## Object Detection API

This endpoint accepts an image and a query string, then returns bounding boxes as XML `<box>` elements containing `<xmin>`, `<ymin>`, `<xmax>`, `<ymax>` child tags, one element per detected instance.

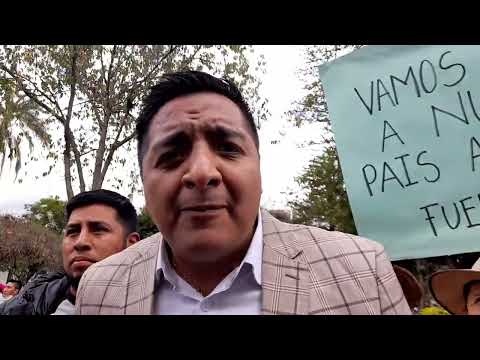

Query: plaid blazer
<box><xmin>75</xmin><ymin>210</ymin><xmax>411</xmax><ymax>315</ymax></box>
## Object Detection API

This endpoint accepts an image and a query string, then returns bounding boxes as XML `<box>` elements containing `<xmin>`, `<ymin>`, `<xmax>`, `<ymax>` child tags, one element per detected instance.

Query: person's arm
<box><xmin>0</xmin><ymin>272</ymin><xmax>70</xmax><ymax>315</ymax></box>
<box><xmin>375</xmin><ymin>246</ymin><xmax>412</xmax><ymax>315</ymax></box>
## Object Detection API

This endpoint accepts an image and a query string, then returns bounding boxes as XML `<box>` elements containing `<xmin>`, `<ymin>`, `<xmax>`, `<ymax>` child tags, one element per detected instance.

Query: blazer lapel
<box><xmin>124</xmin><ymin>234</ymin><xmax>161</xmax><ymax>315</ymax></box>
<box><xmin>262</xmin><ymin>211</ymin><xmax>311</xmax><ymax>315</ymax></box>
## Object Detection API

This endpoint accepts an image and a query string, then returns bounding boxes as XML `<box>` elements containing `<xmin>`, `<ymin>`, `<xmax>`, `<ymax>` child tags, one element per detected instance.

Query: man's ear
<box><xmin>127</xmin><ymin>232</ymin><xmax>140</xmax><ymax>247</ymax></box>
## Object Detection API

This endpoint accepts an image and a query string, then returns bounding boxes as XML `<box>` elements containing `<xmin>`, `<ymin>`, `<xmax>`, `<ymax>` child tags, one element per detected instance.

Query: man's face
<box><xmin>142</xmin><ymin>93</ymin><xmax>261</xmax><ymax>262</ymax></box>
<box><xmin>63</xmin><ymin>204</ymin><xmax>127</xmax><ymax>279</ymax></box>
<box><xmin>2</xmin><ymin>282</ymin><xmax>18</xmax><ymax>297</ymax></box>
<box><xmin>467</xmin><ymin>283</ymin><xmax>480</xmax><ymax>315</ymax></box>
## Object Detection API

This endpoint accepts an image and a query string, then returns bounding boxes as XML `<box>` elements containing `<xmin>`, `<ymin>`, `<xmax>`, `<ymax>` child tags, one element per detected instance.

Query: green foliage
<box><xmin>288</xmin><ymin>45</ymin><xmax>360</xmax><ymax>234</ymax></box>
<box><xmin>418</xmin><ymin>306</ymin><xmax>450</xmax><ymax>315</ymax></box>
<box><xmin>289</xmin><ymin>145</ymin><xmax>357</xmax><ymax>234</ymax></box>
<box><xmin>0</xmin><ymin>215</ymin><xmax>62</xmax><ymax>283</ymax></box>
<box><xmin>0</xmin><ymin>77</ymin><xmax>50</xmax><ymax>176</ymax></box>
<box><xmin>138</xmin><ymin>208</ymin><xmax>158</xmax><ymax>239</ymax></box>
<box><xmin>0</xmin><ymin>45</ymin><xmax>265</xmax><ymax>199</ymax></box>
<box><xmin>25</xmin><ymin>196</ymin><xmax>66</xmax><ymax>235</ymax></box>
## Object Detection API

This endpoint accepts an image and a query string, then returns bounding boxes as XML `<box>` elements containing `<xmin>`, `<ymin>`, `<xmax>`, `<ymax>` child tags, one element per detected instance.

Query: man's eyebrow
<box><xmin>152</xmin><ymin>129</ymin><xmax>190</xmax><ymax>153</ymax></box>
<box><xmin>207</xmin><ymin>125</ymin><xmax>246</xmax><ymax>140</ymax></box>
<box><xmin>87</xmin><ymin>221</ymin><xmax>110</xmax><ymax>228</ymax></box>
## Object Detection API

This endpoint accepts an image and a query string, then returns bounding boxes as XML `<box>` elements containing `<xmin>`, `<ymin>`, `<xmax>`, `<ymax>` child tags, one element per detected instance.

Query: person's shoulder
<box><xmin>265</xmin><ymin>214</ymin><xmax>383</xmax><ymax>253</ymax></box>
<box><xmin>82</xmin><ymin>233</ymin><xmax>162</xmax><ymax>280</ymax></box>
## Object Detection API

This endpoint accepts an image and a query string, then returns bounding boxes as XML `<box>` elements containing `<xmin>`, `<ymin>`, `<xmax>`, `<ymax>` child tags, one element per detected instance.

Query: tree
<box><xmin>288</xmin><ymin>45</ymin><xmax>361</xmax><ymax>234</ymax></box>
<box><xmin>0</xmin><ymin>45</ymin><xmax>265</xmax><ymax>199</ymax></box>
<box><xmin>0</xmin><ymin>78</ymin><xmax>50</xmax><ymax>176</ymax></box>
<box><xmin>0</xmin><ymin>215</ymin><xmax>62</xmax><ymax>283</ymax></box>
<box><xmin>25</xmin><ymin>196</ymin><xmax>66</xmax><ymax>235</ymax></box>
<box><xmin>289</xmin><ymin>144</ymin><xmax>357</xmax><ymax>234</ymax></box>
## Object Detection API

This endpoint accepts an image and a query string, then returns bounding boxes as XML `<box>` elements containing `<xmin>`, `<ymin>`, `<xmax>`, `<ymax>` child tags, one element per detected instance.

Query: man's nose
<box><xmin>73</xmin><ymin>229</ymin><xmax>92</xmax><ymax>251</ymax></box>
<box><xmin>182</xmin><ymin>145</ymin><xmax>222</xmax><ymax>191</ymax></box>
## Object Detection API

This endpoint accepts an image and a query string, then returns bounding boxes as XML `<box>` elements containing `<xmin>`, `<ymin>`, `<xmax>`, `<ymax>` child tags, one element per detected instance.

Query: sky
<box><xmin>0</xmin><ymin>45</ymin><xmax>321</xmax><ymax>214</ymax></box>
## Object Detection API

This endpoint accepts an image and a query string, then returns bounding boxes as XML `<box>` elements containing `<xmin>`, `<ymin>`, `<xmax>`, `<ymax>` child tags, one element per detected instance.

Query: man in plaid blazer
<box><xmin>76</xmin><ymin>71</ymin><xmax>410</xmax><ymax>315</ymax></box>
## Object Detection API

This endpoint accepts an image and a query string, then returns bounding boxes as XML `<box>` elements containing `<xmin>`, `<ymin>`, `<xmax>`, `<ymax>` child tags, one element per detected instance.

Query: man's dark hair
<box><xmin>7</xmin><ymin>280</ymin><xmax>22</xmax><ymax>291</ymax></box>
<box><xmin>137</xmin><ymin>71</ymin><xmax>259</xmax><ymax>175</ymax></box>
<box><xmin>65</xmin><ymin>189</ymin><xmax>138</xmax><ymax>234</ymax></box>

━━━━━━━━━━━━━━━━

### Short task
Repeat the entries exactly. Pictures are excluded from the copy.

### The solution
## Object Detection API

This endpoint accepts an image and a query string, then returns bounding boxes as XML `<box>` elements containing `<xmin>`, `<ymin>`, `<xmax>`, `<ymax>` child tags, one element per detected instance.


Query: plaid blazer
<box><xmin>75</xmin><ymin>210</ymin><xmax>411</xmax><ymax>315</ymax></box>
## Object Detection API

This endpoint accepts an image and a query string, then returns bounding boxes as XML `<box>` elements containing `<xmin>`, `<ymin>`, `<xmax>`, `<ymax>` child tags, one element per detected instance.

Query: person's arm
<box><xmin>0</xmin><ymin>272</ymin><xmax>70</xmax><ymax>315</ymax></box>
<box><xmin>375</xmin><ymin>246</ymin><xmax>412</xmax><ymax>315</ymax></box>
## Object Detection API

This endpoint accepts an image and a query string, then returns bounding boxes as XML `<box>` elements containing `<xmin>`, `<ymin>`, `<xmax>`, `<ymax>` child tags, one element per detected instance.

Query: blazer lapel
<box><xmin>124</xmin><ymin>234</ymin><xmax>161</xmax><ymax>315</ymax></box>
<box><xmin>262</xmin><ymin>211</ymin><xmax>311</xmax><ymax>315</ymax></box>
## Object Detection API

This endpoint accepts an image and a query string, then returns bounding boxes as XML `<box>` elements containing `<xmin>`, `<ymin>`, `<xmax>`, `<ymax>` child tags, one element per detected instance.

Query: man's ear
<box><xmin>127</xmin><ymin>232</ymin><xmax>140</xmax><ymax>247</ymax></box>
## Object Detection API

This endpoint accepts an image and a query string, then returns bounding boxes as XML `<box>` elements containing `<xmin>`, `<ymin>`, `<xmax>`, `<ymax>` child tags, one element per detected instance.

Query: man's face
<box><xmin>142</xmin><ymin>93</ymin><xmax>261</xmax><ymax>262</ymax></box>
<box><xmin>63</xmin><ymin>204</ymin><xmax>127</xmax><ymax>279</ymax></box>
<box><xmin>2</xmin><ymin>282</ymin><xmax>18</xmax><ymax>297</ymax></box>
<box><xmin>467</xmin><ymin>283</ymin><xmax>480</xmax><ymax>315</ymax></box>
## Object Detection API

This endpoint accepts an image and a query string, then returns bounding boxes as XML `<box>` elements containing `<xmin>`, `<ymin>`, `<xmax>`, `<ymax>` child tags, one element per detected instance.

Query: green foliage
<box><xmin>288</xmin><ymin>45</ymin><xmax>360</xmax><ymax>234</ymax></box>
<box><xmin>418</xmin><ymin>306</ymin><xmax>450</xmax><ymax>315</ymax></box>
<box><xmin>289</xmin><ymin>145</ymin><xmax>357</xmax><ymax>234</ymax></box>
<box><xmin>0</xmin><ymin>215</ymin><xmax>62</xmax><ymax>283</ymax></box>
<box><xmin>0</xmin><ymin>77</ymin><xmax>50</xmax><ymax>176</ymax></box>
<box><xmin>138</xmin><ymin>208</ymin><xmax>158</xmax><ymax>239</ymax></box>
<box><xmin>0</xmin><ymin>45</ymin><xmax>265</xmax><ymax>199</ymax></box>
<box><xmin>25</xmin><ymin>196</ymin><xmax>66</xmax><ymax>235</ymax></box>
## Object Detection API

This endpoint accepts an image and a query string, then returns bounding boxes as XML `<box>` elements containing `<xmin>`, `<ymin>`, `<xmax>`, `<ymax>` child tags, one element per detected instance.

Query: man's eyebrow
<box><xmin>152</xmin><ymin>129</ymin><xmax>190</xmax><ymax>153</ymax></box>
<box><xmin>207</xmin><ymin>125</ymin><xmax>246</xmax><ymax>140</ymax></box>
<box><xmin>87</xmin><ymin>221</ymin><xmax>110</xmax><ymax>228</ymax></box>
## Object Detection API

This endpoint accepts an image and a query string, then returns bounding boxes as XML `<box>` elements containing `<xmin>`, `<ymin>`, `<xmax>`, `<ymax>` child tags, one element per detected instance.

Query: person's shoulder
<box><xmin>265</xmin><ymin>214</ymin><xmax>383</xmax><ymax>253</ymax></box>
<box><xmin>82</xmin><ymin>233</ymin><xmax>162</xmax><ymax>280</ymax></box>
## Object Detection API

This endpoint accepts an image and a query string, then returns bounding boxes as XML `<box>` elements containing `<xmin>`, `<ymin>`, `<xmax>`, `<ymax>` child tags, one element per detected instance.

Query: tree
<box><xmin>288</xmin><ymin>45</ymin><xmax>361</xmax><ymax>234</ymax></box>
<box><xmin>0</xmin><ymin>45</ymin><xmax>265</xmax><ymax>199</ymax></box>
<box><xmin>0</xmin><ymin>78</ymin><xmax>50</xmax><ymax>176</ymax></box>
<box><xmin>0</xmin><ymin>215</ymin><xmax>62</xmax><ymax>283</ymax></box>
<box><xmin>25</xmin><ymin>196</ymin><xmax>66</xmax><ymax>235</ymax></box>
<box><xmin>289</xmin><ymin>144</ymin><xmax>357</xmax><ymax>234</ymax></box>
## Object Detection API

This endpoint accepts an image and a query string, then returns bounding boxes as XML `<box>` elements containing `<xmin>`, `<ymin>`, `<xmax>`, `<ymax>` child tags, one element per detected instance.

Query: man's nose
<box><xmin>73</xmin><ymin>229</ymin><xmax>92</xmax><ymax>251</ymax></box>
<box><xmin>182</xmin><ymin>145</ymin><xmax>222</xmax><ymax>191</ymax></box>
## Object Detection API

This endpoint accepts an image and a query string, then returns bounding boxes as XML `<box>` elements containing `<xmin>`, `<ymin>`, `<xmax>`, `<ymax>` child tags, one element per detected instance.

Query: sky
<box><xmin>0</xmin><ymin>45</ymin><xmax>321</xmax><ymax>214</ymax></box>
## Object Detection API

This endpoint accepts an image and a query string, then returns bounding boxes as XML `<box>` elements containing `<xmin>`, `<ymin>`, `<xmax>`, `<ymax>` child tags, one element per detected instance.

Query: man in plaid blazer
<box><xmin>76</xmin><ymin>71</ymin><xmax>410</xmax><ymax>315</ymax></box>
## Object Detection API

This endpoint accepts an image and a query string, then returns bounding boxes as XML `<box>` elements containing `<xmin>`, `<ymin>`, `<xmax>`, `<ymax>` child tags, one element per detected instance.

Query: man's dark hair
<box><xmin>7</xmin><ymin>280</ymin><xmax>22</xmax><ymax>291</ymax></box>
<box><xmin>137</xmin><ymin>71</ymin><xmax>259</xmax><ymax>175</ymax></box>
<box><xmin>65</xmin><ymin>189</ymin><xmax>138</xmax><ymax>234</ymax></box>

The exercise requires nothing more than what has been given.